* INFORMATION PROVIDED *
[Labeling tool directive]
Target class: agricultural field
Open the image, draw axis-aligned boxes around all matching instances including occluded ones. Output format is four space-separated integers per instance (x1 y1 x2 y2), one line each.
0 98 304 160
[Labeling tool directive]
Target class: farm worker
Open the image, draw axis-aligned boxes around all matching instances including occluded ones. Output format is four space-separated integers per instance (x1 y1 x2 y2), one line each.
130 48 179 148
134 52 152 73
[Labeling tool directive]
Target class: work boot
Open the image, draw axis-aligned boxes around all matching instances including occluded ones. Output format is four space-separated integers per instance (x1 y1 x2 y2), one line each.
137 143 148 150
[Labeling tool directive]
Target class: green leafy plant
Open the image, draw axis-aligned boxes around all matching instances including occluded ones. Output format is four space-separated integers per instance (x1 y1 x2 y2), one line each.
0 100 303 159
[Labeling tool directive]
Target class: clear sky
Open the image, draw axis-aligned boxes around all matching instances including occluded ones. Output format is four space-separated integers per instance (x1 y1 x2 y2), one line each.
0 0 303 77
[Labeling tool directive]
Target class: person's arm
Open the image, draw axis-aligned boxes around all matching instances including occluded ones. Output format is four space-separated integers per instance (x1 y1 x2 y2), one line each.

* TRY IT *
From the records above, copy each line in which the string "class" occurs.

* WRITTEN RESPONSE *
Target class: agricultural field
Target class: farm worker
Target class: work boot
Target class: green leafy plant
Target class: clear sky
Target class: person's arm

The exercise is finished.